_WHAT THE TASK ASKS_
Copy every line of the material below that contains the word "spotted".

Data items
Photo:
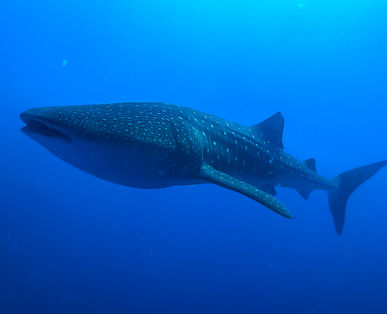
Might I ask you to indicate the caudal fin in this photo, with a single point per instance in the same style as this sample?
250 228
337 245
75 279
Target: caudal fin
348 182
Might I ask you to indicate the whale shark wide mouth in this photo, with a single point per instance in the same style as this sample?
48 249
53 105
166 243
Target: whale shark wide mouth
37 125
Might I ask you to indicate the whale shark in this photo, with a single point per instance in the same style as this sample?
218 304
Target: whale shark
155 145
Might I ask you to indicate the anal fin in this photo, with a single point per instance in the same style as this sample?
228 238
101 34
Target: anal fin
222 179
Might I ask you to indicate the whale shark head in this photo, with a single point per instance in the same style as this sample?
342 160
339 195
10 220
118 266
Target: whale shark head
122 143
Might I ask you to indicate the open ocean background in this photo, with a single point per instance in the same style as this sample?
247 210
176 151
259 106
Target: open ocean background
72 243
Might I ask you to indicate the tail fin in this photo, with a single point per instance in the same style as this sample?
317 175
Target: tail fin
348 182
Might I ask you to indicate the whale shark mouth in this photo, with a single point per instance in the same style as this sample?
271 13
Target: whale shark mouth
37 125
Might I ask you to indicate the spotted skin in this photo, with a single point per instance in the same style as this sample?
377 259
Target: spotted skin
155 145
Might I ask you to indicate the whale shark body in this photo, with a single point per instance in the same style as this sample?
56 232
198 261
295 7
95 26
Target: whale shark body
156 145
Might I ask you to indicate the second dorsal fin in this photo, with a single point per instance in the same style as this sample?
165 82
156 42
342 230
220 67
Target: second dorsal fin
271 129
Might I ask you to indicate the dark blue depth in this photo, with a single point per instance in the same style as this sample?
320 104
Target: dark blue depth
71 243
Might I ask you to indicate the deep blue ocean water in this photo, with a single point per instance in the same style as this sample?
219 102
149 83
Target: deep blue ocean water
72 243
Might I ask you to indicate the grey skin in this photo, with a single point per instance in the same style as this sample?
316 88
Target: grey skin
156 145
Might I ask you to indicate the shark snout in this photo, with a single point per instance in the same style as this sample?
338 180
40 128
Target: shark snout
38 122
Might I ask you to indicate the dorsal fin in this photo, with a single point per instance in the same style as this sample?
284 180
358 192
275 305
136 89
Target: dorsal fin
311 164
304 192
271 129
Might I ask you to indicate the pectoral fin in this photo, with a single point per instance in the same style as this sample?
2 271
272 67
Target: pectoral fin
217 177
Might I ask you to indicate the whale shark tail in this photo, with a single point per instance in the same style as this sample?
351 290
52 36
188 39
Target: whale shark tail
347 183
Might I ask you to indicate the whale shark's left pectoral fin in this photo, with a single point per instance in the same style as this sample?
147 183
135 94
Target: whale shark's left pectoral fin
220 178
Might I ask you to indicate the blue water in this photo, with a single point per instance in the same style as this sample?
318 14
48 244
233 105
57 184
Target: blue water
72 243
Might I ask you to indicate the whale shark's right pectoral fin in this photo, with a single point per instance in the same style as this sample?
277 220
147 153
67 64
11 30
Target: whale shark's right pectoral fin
220 178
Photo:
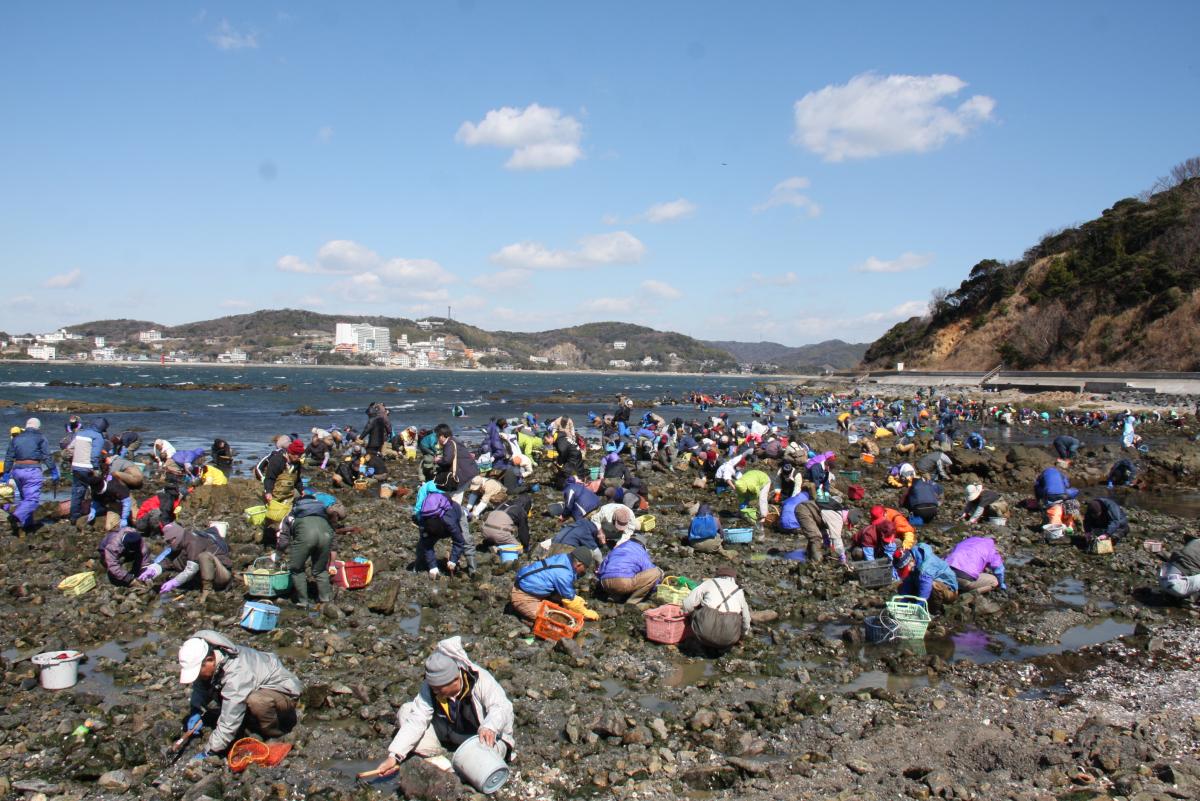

_WRITTEN RESPONSE_
Might I ask you to indicate the spotted skin in this photo, with a single point per instance in the same style as this sample?
Target: spotted skin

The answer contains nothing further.